EXERCISE AIM:
Copy out all of the data exactly as it appears.
— START OF PROVIDED MATERIAL —
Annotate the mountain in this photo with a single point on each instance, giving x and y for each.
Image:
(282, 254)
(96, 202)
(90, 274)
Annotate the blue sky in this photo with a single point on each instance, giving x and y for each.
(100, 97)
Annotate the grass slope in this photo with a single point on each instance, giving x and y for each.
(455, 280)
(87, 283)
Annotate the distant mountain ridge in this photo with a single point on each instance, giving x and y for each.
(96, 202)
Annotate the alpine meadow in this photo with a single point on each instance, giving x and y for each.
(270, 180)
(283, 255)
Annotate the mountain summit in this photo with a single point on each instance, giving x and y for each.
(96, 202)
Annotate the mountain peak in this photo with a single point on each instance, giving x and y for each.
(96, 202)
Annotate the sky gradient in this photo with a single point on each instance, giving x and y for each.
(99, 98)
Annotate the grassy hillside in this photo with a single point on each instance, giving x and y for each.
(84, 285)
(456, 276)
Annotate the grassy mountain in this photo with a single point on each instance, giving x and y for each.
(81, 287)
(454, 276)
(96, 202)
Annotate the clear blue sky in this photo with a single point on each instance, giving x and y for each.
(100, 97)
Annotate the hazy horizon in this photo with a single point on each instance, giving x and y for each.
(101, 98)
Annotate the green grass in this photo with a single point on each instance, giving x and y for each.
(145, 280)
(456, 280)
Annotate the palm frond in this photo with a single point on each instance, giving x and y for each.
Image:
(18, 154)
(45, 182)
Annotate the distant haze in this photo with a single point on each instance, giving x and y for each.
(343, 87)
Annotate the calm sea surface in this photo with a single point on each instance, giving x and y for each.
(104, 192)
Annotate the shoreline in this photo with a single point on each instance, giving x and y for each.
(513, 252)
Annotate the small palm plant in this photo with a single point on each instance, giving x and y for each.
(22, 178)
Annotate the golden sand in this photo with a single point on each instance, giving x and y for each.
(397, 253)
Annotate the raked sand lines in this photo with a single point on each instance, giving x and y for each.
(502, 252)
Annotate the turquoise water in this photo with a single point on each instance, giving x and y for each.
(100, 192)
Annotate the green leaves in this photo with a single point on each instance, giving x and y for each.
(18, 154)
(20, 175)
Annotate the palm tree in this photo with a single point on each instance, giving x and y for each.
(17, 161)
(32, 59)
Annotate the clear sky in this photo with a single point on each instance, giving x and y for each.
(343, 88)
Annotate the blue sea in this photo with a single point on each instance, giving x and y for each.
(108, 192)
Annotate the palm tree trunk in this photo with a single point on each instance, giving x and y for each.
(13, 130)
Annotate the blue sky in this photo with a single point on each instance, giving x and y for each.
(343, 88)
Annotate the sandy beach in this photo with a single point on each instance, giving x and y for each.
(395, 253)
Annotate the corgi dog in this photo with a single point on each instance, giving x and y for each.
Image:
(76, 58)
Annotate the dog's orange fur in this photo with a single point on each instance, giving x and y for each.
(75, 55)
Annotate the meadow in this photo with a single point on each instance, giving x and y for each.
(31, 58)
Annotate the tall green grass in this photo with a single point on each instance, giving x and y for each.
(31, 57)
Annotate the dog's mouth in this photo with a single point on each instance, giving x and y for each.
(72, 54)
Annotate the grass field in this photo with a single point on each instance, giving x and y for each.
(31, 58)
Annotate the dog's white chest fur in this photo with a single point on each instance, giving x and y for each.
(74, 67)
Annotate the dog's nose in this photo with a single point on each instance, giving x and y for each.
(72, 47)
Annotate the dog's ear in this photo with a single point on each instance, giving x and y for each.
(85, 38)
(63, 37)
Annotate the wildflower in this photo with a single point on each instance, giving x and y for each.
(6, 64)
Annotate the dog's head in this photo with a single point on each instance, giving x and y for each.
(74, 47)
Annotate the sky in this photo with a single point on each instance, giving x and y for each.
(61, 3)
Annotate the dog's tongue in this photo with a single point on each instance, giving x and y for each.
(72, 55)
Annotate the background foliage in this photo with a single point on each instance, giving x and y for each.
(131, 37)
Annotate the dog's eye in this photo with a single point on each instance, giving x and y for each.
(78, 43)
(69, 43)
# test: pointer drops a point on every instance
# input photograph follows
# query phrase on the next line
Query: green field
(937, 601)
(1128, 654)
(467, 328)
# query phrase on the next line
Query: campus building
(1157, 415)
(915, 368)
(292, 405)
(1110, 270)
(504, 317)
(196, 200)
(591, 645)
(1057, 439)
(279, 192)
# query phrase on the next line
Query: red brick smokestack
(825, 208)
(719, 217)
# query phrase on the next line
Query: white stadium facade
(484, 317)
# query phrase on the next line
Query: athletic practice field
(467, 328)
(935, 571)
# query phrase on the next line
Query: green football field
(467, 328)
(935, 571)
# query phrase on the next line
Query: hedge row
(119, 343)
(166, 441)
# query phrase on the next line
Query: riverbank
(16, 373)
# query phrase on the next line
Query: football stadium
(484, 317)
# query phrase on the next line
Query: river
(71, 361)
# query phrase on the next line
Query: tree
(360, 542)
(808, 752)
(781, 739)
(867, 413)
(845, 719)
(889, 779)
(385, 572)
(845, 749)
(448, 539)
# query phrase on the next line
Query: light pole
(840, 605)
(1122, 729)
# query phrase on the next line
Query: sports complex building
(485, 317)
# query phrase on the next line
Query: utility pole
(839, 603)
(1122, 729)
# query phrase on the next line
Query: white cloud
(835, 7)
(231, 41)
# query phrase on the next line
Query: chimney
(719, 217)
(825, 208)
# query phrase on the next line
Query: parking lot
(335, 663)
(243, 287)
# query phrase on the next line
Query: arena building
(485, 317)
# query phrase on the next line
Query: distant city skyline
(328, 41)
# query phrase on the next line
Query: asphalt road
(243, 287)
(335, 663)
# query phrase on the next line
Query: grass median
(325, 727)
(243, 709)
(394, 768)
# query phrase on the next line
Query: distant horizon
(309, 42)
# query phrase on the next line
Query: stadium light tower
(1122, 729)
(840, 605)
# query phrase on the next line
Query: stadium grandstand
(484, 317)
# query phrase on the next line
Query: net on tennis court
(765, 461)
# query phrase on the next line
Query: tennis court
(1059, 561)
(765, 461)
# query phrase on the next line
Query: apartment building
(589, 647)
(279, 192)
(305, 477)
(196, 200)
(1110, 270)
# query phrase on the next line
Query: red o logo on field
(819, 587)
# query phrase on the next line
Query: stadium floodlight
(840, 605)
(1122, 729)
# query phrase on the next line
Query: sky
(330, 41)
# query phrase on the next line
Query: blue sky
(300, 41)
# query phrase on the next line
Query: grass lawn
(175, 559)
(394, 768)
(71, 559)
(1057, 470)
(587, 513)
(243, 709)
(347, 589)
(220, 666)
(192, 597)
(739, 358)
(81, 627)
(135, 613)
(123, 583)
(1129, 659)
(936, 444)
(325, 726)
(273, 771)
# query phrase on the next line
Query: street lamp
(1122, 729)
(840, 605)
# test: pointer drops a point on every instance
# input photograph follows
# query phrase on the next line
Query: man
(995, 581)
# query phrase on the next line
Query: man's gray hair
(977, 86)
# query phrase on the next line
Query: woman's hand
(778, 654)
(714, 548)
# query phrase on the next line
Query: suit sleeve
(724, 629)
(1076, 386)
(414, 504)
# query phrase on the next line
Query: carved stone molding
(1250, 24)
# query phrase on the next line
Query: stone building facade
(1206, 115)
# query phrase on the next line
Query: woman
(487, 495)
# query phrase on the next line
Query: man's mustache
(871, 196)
— END OF PROVIDED MATERIAL —
TASK ANSWER:
Annotate the mountain in this photo with a single point on each instance, giving x and y for each.
Image:
(282, 254)
(96, 202)
(90, 274)
Annotate the blue sky in this photo with a single point on each instance, giving x and y for each.
(100, 97)
Annotate the grass slope in this photo with a single point on each instance, giving x and y for each.
(455, 280)
(87, 283)
Annotate the distant mountain ridge in this photo with a single point on each instance, giving x and y for each.
(96, 202)
Annotate the alpine meadow in this photo with a single point on each instance, giving x and y for each.
(270, 180)
(283, 255)
Annotate the mountain summit in this photo with a single point on each instance, giving x and y for each.
(96, 202)
Annotate the mountain peak in this photo with a single point on each instance, giving x and y for each.
(96, 202)
Annotate the sky gradient in this photo with a single point on each instance, giving x and y for each.
(99, 98)
Annotate the grassy hillside in this photo with a single point on each instance, giving x and y for each.
(84, 285)
(456, 276)
Annotate the grassy mountain in this photo with a single point on each instance, giving x and y for each.
(81, 287)
(454, 276)
(96, 202)
Annotate the clear blue sky in this photo with a single point on each instance, giving x and y for each.
(100, 97)
Annotate the hazy horizon in this photo with a single point on each instance, giving x and y for each.
(101, 98)
Annotate the green grass in this photo with a single point on each instance, giving x and y for each.
(145, 280)
(456, 280)
Annotate the palm frond in this photo with a single point on each instance, giving x and y for each.
Image:
(18, 154)
(45, 182)
Annotate the distant haze in this photo with a single point on each instance, giving x and y for each.
(343, 87)
Annotate the calm sea surface in this photo with a single point on each instance, giving x and y for each.
(104, 192)
Annotate the shoreline in this photo with a single point on each instance, giving x and y for each.
(513, 252)
Annotate the small palm plant in this photo with a single point on each instance, giving x and y for each.
(22, 178)
Annotate the golden sand in this photo with a single point on each instance, giving x and y for each.
(397, 253)
Annotate the raked sand lines in this photo with a single point on each instance, giving x and y for each.
(502, 252)
Annotate the turquoise water in this photo with a single point on each instance, giving x and y for each.
(100, 192)
Annotate the green leaves in this photo with a single point on each instance, giving x and y for each.
(18, 154)
(20, 175)
Annotate the palm tree in this photo with a single point on each instance, giving x and y for each.
(17, 161)
(32, 59)
Annotate the clear sky in this photo with a single point on each instance, giving x and y for each.
(343, 88)
Annotate the blue sea in this photo with a single point on each instance, giving x and y for each.
(108, 192)
Annotate the palm tree trunk in this photo with a single point on each instance, giving x and y for each.
(13, 130)
Annotate the blue sky in this photo with a single point on each instance, giving x and y for each.
(343, 88)
Annotate the sandy beach in this photo with a single point on each instance, giving x and y for each.
(395, 253)
Annotate the corgi dog in this photo with a single point on each instance, giving x and y for each.
Image:
(76, 58)
Annotate the dog's orange fur in this photo with a single point on each instance, giving x and y for each.
(75, 55)
Annotate the meadow in this photo with a single point on each instance, giving x and y for each.
(31, 58)
Annotate the tall green grass in this photo with a single point on each instance, giving x and y for each.
(31, 57)
Annotate the dog's mouth in this photo with a single point on each instance, giving x and y for each.
(72, 54)
Annotate the grass field in this photo with a single point on each instance, giving x and y for each.
(31, 58)
Annotate the dog's white chest fur in this photo with a single point on each instance, giving x and y for each.
(74, 67)
Annotate the dog's nose in this photo with a single point on each instance, giving x and y for each.
(72, 47)
Annotate the dog's ear in this photo with a single point on each instance, giving x and y for each.
(85, 38)
(63, 37)
Annotate the wildflower in this photo with a single point on each instance, giving x and y for each.
(6, 64)
Annotate the dog's head in this photo with a single point on each instance, giving x and y for each.
(74, 47)
Annotate the sky in this photo with a single point on each instance, giving x and y for each.
(61, 3)
Annotate the dog's tongue in this photo with a single point on each instance, giving x and y for each.
(72, 55)
Annotate the background foliage in this photo with a single point on each instance, giving x and y for each.
(131, 37)
Annotate the dog's eye in this photo with a single point on each instance, giving x and y for each.
(78, 43)
(69, 43)
# test: pointer drops a point on every instance
# input photograph follows
# query phrase on the next line
Query: green field
(937, 601)
(1128, 654)
(467, 328)
# query phrase on the next line
Query: campus building
(1157, 415)
(915, 368)
(292, 405)
(1110, 270)
(504, 317)
(196, 200)
(591, 645)
(1057, 439)
(279, 192)
# query phrase on the next line
Query: red brick smokestack
(825, 208)
(719, 217)
# query phrase on the next line
Query: white stadium facade
(484, 317)
# query phrase on the next line
Query: athletic practice field
(467, 328)
(935, 571)
# query phrase on the next line
Query: green football field
(467, 328)
(935, 571)
# query phrase on the next line
Query: hedge row
(119, 343)
(166, 441)
# query phrase on the next line
Query: riverbank
(16, 373)
# query phrase on the next line
Query: football stadium
(484, 317)
# query phrase on the next line
Query: river
(71, 361)
# query phrase on the next line
Query: tree
(360, 542)
(808, 752)
(781, 739)
(867, 413)
(845, 719)
(889, 779)
(385, 572)
(845, 749)
(448, 539)
# query phrase on the next line
Query: light pole
(840, 605)
(1122, 729)
# query phrase on the next line
Query: sports complex building
(485, 317)
# query phrase on the next line
Query: utility pole
(839, 603)
(1122, 729)
# query phrase on the next line
Query: white cloud
(835, 7)
(231, 41)
# query phrase on the next line
Query: chimney
(719, 217)
(825, 208)
# query phrase on the next line
Query: parking lot
(335, 663)
(243, 287)
# query phrase on the next line
Query: arena building
(485, 317)
# query phrase on the next line
Query: distant city skyline
(328, 41)
# query phrase on the next line
Query: asphalt road
(243, 287)
(335, 663)
# query phrase on the next line
Query: grass median
(325, 727)
(243, 709)
(394, 768)
# query phrase on the next line
Query: distant horizon
(309, 42)
# query phrase on the next line
Query: stadium light tower
(1122, 729)
(840, 605)
# query phrase on the next line
Query: stadium grandstand
(484, 317)
# query phrase on the next line
Query: net on tennis court
(765, 461)
# query phrase on the next line
Query: tennis court
(1059, 561)
(765, 461)
# query phrase on the next line
Query: apartment building
(589, 647)
(279, 192)
(305, 477)
(196, 200)
(1110, 270)
# query phrase on the next line
Query: red o logo on field
(819, 587)
# query phrase on the next line
Query: stadium floodlight
(840, 605)
(1122, 729)
# query phrase on the next line
Query: sky
(330, 41)
# query phrase on the next line
Query: blue sky
(300, 41)
# query phrase on the next line
Query: grass lawn
(175, 559)
(394, 768)
(71, 559)
(1057, 470)
(587, 513)
(243, 709)
(347, 589)
(220, 666)
(192, 597)
(739, 358)
(81, 627)
(135, 613)
(123, 583)
(1129, 659)
(936, 444)
(325, 726)
(273, 771)
# query phrase on the next line
Query: street lamp
(1122, 729)
(840, 605)
# test: pointer drops a point on every instance
# input photograph follows
# query phrase on the next line
Query: man
(995, 581)
# query phrase on the next line
Query: man's gray hair
(977, 86)
# query phrase on the next line
Query: woman's hand
(778, 654)
(714, 548)
# query phrase on the next line
Query: suit sleeve
(724, 629)
(1076, 386)
(414, 504)
# query phrase on the next line
Query: carved stone molding
(1250, 24)
# query phrase on the next line
Query: stone building facade
(1206, 115)
# query phrase on the next line
Query: woman
(487, 495)
# query phrase on the next line
Query: man's mustache
(871, 196)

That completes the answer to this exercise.